- **TASK DESCRIPTION**: Return the run of lines below that opens with the line containing "Could you point to the black wetsuit" and closes with the line containing "Could you point to the apartment", keeping each one exact.

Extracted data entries
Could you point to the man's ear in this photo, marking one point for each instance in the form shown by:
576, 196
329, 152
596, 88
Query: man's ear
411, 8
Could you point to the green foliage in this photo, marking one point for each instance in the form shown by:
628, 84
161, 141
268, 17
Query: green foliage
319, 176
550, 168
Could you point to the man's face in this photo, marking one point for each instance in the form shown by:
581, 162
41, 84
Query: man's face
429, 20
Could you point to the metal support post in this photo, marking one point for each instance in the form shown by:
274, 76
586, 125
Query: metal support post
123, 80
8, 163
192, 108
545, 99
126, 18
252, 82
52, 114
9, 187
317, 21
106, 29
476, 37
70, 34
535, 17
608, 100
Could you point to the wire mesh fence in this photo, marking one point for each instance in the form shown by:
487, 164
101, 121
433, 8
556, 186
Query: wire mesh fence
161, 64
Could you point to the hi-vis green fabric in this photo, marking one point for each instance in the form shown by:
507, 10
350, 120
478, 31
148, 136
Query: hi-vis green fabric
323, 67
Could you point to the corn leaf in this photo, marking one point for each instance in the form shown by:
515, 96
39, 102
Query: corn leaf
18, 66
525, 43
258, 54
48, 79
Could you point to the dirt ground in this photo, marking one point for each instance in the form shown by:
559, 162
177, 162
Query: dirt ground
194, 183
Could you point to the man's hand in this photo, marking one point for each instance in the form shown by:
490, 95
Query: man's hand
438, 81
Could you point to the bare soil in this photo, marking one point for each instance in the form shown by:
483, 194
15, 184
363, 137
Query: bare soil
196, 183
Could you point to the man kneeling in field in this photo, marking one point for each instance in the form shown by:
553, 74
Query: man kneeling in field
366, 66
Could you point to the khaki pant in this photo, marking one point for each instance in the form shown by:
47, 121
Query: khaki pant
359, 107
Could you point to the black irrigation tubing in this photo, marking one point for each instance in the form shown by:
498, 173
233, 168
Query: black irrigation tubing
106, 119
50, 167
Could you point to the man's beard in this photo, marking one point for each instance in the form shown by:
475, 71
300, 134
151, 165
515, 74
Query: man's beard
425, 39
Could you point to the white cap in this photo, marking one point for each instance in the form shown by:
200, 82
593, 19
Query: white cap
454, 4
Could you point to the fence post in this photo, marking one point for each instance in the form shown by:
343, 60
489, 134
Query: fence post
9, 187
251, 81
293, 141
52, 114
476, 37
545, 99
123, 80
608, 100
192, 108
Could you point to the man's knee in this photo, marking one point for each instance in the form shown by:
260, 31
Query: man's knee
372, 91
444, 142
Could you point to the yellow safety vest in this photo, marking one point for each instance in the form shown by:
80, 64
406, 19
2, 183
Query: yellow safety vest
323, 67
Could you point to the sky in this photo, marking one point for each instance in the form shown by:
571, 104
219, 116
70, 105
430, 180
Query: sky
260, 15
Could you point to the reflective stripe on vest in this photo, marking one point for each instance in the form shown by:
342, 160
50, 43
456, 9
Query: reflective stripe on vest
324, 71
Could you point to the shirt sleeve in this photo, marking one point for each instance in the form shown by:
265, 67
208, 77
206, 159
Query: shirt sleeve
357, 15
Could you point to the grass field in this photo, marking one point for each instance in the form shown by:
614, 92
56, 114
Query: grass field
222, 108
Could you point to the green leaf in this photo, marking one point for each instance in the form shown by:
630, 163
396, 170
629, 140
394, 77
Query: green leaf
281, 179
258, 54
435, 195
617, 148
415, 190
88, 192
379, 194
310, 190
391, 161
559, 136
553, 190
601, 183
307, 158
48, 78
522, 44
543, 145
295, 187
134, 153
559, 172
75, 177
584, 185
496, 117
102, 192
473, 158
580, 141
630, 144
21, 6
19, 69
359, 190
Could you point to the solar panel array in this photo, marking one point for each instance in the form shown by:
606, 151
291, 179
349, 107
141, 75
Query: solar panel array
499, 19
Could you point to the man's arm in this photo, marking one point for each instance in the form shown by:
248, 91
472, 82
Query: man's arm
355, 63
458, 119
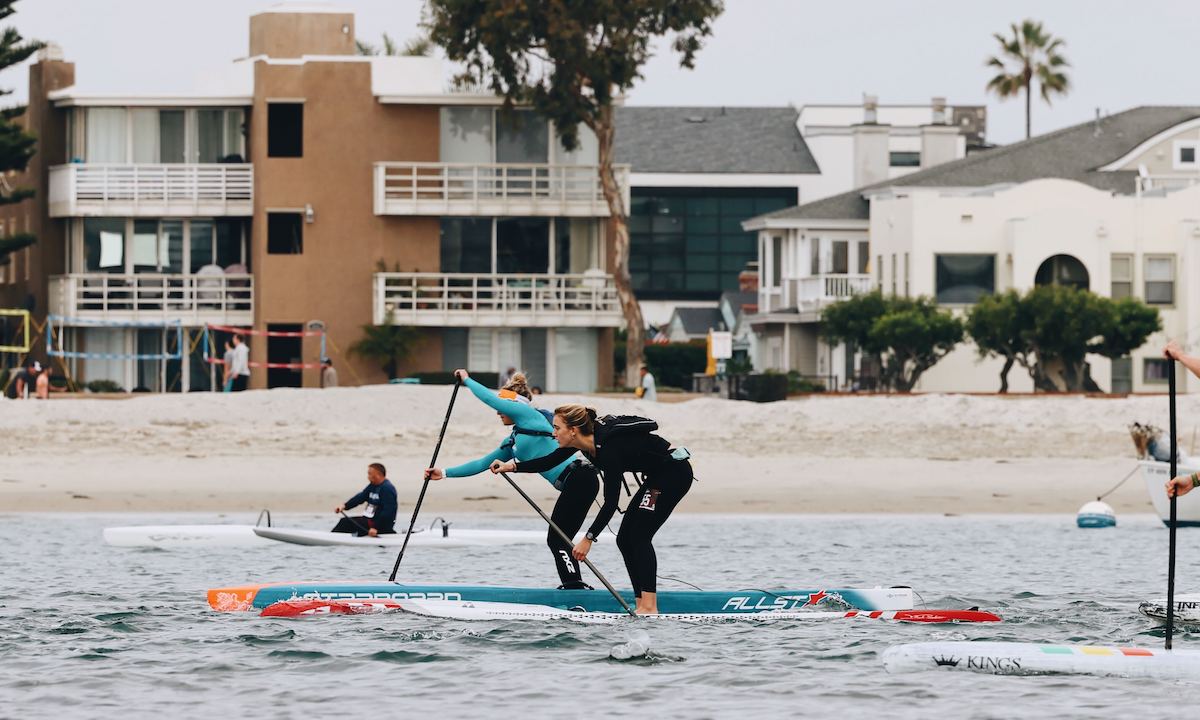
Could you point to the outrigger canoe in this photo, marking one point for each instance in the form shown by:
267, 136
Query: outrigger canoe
258, 597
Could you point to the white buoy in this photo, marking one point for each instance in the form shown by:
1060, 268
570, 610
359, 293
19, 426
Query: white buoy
637, 645
1096, 515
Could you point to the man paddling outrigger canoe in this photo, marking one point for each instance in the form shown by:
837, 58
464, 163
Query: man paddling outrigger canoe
532, 437
379, 517
619, 445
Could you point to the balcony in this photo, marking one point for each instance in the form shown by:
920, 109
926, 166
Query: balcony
465, 300
191, 299
82, 190
492, 190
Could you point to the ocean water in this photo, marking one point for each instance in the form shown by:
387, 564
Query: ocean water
89, 630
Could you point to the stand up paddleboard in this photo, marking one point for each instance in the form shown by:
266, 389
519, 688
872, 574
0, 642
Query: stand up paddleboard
1031, 659
456, 610
455, 538
670, 601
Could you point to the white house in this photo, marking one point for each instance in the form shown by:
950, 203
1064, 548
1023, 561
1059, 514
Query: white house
1113, 205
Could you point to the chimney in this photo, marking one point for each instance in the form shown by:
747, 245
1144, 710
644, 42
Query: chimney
748, 280
294, 31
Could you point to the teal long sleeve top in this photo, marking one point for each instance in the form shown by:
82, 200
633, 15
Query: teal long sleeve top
517, 445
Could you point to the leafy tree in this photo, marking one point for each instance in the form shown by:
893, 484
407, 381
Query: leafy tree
996, 327
17, 147
913, 335
1030, 53
1051, 329
569, 60
389, 345
907, 336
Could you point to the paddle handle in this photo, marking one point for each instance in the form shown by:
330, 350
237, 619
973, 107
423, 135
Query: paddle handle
555, 527
1170, 562
420, 498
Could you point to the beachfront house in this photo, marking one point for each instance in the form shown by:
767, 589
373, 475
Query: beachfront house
1109, 205
303, 189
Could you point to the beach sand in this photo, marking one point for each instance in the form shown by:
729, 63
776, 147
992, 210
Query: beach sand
306, 450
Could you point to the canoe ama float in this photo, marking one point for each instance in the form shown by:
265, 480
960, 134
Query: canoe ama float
1033, 659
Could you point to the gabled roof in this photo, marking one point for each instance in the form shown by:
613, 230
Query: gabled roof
1072, 154
672, 139
697, 321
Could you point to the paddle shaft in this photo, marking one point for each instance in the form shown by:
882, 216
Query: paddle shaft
1170, 562
420, 498
357, 523
569, 541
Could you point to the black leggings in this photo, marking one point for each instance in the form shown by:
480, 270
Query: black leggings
580, 489
648, 509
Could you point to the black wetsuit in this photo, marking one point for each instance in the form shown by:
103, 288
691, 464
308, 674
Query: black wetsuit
665, 481
382, 498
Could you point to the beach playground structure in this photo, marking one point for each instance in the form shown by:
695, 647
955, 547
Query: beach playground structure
285, 361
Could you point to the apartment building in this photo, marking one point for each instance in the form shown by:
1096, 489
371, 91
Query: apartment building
309, 192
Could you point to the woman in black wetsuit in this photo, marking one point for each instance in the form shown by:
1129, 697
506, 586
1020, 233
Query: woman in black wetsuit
617, 448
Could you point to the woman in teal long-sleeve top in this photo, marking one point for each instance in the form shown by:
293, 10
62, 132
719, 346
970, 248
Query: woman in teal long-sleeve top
533, 436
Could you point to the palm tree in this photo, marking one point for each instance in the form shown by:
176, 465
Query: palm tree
1032, 52
389, 345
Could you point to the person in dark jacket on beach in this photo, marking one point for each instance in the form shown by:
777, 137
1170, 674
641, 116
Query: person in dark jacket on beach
379, 516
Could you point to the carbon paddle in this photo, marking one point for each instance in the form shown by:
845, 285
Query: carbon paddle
569, 541
420, 498
1170, 562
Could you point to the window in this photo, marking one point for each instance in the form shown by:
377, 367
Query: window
964, 279
285, 233
1153, 370
1122, 277
840, 257
1159, 274
777, 262
689, 243
1122, 375
1185, 156
285, 130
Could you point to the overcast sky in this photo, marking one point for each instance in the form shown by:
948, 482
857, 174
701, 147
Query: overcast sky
1123, 53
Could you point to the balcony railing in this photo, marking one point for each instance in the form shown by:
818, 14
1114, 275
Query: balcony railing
151, 190
821, 289
1167, 183
463, 300
492, 190
193, 299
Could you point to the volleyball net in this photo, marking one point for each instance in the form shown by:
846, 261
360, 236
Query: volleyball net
60, 343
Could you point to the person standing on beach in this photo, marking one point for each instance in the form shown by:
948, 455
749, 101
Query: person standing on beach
647, 390
239, 365
328, 375
618, 445
379, 516
227, 365
533, 437
1183, 484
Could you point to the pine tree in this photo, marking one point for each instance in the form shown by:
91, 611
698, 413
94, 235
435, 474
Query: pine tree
17, 147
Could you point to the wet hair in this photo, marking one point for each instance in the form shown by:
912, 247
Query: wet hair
519, 384
581, 418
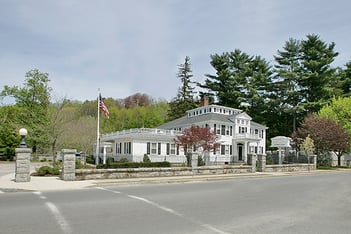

- **WRITTEN RESPONSE**:
Could you point to the black wetsuit in this photo, marking one point for each instance in the form shown by:
103, 288
691, 464
308, 674
Query: black wetsuit
665, 481
382, 498
Could you point to the beach playground structure in this photo, marking one point for each instance in the form shown by:
695, 647
955, 547
Query: beach playground structure
285, 361
Could you point to the apartment building in this photo, marking one point for each instance in the form shown by:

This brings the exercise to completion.